- _PROBLEM_
After finding the line that contains "x=344, y=104" in the material below, print that line and all subsequent lines exactly, up to and including the last.

- _RECORDS SUPPLIED_
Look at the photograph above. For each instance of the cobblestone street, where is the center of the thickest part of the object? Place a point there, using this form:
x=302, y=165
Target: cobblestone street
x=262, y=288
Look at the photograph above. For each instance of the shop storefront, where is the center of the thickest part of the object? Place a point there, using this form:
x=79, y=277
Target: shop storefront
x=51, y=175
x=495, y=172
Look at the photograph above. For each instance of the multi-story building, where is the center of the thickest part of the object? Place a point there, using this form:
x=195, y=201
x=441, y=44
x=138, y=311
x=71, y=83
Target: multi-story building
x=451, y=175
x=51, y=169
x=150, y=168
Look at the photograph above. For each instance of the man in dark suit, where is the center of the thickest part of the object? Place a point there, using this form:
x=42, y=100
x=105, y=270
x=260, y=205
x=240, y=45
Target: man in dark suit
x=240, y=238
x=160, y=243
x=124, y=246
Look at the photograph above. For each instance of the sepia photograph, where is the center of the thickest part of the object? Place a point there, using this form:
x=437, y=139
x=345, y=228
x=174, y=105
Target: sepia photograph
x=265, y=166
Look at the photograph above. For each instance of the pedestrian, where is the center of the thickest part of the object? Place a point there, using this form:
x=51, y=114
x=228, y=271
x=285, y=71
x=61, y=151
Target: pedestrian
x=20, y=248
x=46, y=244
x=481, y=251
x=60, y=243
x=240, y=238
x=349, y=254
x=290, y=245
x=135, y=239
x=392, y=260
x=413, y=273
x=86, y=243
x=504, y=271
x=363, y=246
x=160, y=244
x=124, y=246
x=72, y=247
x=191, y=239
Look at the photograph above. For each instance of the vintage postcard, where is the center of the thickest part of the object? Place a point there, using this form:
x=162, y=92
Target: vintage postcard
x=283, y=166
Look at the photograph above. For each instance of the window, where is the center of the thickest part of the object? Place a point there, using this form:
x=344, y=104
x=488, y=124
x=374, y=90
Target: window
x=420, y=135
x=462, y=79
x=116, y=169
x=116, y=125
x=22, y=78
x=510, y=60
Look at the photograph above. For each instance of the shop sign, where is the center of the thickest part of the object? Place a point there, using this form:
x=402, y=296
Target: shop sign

- _RESPONSE TO THIS EXERCISE_
x=344, y=104
x=488, y=124
x=374, y=90
Target: window
x=420, y=135
x=462, y=79
x=116, y=169
x=116, y=125
x=22, y=78
x=510, y=60
Look at the photograph above. For each instance of the shop sign, where is the center of the thickest part of the object? Place a point there, using this form:
x=402, y=296
Target: shop sign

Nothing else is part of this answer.